## Excerpted text
- - -
Attending therapy can be a vulnerable, uncomfortable, and sometimes emotionally painful process. Recounting traumatic memories or deeply held negative self-beliefs to a relative stranger doesn’t come easily to most people.
Getting to a place of open dialogue with your therapist can help you make the most of the experience and put you on the road to healing.
To become more comfortable, try giving yourself time, starting small, journaling, using metaphors, and examining what you’re really afraid of.
One of the best things you can do is bring your discomfort into the therapy session and ask your therapist if they have ideas for how to process and manage your discomfort.
Still, working on overcoming your discomfort and opening up to your therapist is critical to your success in therapy. Getting to a place of open dialogue with your therapist can help you make the most of the experience and put you on the road to healing. In fact, it’s often the things we have the most challenging time discussing that we will benefit the most from opening up about.
Ready to get comfortable with opening up? Here are some things you can try.
Give yourself time
Warming up to a new person takes time. If you don’t feel comfortable disclosing your deepest secrets right away, know that your feelings are entirely normal. Most people need some time to get to know a new therapist before they feel comfortable opening up to them. It’s completely normal not to feel comfortable sharing during your first few therapy sessions. Know that your comfort level will grow over time, and give yourself some time and space to get more comfortable.
Along with giving yourself time to warm up to your therapist, you can also overcome your fear of opening up by starting with small pieces of disclosure. Instead of pushing yourself to jump into discussing your most traumatic memories or deepest insecurities, start with something small that you do feel more comfortable talking about. Use that topic as a way to practice revealing information to your therapist in a way that feels more comfortable. This will help you build up to being more comfortable discussing more challenging topics.
- - -
## Excerpted data

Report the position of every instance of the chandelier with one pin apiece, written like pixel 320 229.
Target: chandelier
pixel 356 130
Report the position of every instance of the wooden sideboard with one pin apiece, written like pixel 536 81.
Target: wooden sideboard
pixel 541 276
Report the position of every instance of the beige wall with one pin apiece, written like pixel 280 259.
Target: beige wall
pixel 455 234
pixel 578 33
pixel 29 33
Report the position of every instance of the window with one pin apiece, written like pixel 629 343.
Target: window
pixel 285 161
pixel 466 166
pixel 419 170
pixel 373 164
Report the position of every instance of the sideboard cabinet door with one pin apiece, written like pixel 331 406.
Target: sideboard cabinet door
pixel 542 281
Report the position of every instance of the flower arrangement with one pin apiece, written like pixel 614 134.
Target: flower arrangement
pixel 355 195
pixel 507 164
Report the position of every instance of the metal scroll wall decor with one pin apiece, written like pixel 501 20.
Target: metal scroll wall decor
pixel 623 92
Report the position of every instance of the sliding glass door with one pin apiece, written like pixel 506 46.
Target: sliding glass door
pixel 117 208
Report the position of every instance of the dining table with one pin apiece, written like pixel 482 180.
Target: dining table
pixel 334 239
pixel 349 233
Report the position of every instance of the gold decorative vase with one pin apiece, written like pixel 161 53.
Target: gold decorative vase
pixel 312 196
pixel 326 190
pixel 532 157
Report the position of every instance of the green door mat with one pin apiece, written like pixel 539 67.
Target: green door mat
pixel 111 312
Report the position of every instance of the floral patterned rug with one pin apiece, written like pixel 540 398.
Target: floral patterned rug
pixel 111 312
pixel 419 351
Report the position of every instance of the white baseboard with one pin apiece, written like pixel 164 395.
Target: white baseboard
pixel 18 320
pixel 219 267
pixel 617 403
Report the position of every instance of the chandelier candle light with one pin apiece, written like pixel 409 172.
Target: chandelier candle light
- - -
## Assigned task
Continue the article on opening up to a therapist, starting after its final sentence. The data were drawn from a separate source unrelated to the text.

## Output for this exercise
Consider what you’re afraid of
Try asking yourself, what outcome is it that I’m afraid of? Am I afraid my therapist will laugh at me or tell me I’m deeply damaged if I open up? Or am I afraid of confronting the negative thoughts and experiences that I’ve endured? It can be helpful to identify what’s at the heart of your fear and how realistic that is. Your therapist is highly unlikely to laugh at you or tell you that you’re too damaged to help. Knowing this might lessen the fear of opening up.
Tell your therapist how you feel
Your therapist’s role is to support you through uncomfortable emotions, and that includes feeling uncomfortable opening up to them. If there’s a subject you feel you need to discuss with your therapist but feel uneasy bringing it up, you can say just that. Try using phrases like “There’s something I don’t feel quite ready to open up about. How can I get more comfortable?” Or “I’m afraid to say this out loud. Is there another way I can share it with you?” Your therapist may be able to help you process your discomfort or brainstorm some creative ways to make you feel more comfortable sharing with them (e.g., turning your backs to each other, writing them a letter, etc.).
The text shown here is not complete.